Start Material to process
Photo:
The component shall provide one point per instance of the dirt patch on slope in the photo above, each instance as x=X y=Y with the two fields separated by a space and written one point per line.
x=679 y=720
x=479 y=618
End Material to process
Start Material to process
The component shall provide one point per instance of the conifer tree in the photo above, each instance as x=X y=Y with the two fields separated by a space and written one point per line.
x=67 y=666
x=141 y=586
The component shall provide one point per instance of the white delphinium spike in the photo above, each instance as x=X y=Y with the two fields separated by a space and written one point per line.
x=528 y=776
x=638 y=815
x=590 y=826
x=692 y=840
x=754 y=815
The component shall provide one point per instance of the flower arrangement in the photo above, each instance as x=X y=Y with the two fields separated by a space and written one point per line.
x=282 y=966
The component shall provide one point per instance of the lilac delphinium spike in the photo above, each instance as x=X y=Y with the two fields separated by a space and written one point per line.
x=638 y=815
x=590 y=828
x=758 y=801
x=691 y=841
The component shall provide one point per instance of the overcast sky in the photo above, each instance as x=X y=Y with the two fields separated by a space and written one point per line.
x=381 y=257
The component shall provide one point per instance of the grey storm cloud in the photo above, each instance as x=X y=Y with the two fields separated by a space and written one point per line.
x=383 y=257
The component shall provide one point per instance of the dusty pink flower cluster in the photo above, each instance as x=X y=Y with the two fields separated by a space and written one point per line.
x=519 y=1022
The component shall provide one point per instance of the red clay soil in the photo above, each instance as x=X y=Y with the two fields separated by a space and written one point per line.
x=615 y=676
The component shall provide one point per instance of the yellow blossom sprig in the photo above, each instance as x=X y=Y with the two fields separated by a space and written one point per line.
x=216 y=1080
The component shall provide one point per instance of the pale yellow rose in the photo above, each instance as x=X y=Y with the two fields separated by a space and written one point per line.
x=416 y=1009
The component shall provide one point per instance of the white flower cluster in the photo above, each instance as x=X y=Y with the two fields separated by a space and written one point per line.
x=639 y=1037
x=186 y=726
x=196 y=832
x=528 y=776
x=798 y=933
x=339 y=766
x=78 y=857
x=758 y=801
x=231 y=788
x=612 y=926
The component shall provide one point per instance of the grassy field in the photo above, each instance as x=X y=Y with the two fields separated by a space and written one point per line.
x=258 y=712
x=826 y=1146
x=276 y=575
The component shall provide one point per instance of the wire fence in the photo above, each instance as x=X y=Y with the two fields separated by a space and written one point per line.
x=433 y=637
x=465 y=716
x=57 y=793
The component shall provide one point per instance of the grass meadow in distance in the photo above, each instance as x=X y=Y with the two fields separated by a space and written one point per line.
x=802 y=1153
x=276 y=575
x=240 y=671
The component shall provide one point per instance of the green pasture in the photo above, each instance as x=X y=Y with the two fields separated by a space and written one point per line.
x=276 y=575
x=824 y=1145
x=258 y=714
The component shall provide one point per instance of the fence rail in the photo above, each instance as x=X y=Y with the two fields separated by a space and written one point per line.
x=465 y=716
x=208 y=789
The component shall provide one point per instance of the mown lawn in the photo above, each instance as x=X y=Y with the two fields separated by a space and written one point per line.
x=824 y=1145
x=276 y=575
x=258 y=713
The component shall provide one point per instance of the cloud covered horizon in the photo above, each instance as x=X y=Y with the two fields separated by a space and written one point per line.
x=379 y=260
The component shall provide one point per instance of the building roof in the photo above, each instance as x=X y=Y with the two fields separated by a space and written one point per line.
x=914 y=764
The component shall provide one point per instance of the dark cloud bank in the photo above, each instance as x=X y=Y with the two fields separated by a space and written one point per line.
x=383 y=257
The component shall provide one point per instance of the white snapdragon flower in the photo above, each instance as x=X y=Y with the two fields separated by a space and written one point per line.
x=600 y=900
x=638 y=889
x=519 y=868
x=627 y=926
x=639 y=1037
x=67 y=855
End Material to process
-- What is asked --
How many lines of the data above contain the word "fence"? Case counts; give only the number.

-- Exercise answer --
2